* [YOUR TASK] Render every row below as a numbered list, omitting blank lines.

#### GIVEN DATA ####

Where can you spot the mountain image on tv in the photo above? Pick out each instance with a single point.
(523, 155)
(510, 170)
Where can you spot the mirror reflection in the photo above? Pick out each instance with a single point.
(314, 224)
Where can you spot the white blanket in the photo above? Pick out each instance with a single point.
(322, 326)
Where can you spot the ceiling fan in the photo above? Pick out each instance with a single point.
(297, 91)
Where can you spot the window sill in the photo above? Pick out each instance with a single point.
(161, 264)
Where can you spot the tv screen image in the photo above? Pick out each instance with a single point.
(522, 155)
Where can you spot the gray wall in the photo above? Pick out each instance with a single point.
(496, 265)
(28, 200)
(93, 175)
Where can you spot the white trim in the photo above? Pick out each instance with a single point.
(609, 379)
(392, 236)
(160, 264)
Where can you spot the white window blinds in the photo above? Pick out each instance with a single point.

####

* [EXERCISE ANSWER]
1. Where can you spot the mountain image on tv in the photo above? Pick out each instance with a single point.
2. (523, 155)
3. (510, 170)
4. Where can you spot the mirror reflection in the photo above? Pick out each instance with a single point.
5. (314, 224)
6. Where can you spot the white blanket in the photo above? Pick out each instance with a single point.
7. (322, 326)
8. Where can you spot the ceiling fan in the photo above? Pick out each instance with a single point.
9. (297, 91)
10. Where can you spot the window sill in the photo above? Pick out each instance with a single point.
11. (161, 264)
12. Where can you spot the tv screen image in the photo above? Pick out each instance with a single point.
13. (522, 155)
14. Where can you spot the gray wall in the photo above? Pick out each instance with a single point.
15. (496, 265)
16. (28, 200)
17. (93, 175)
18. Where can you spot the white trim in the photo above? Pick out each instance with a single point.
19. (609, 379)
20. (392, 236)
21. (160, 264)
22. Where can you spot the white window blinds in the photo above? Pick out each instance with a single point.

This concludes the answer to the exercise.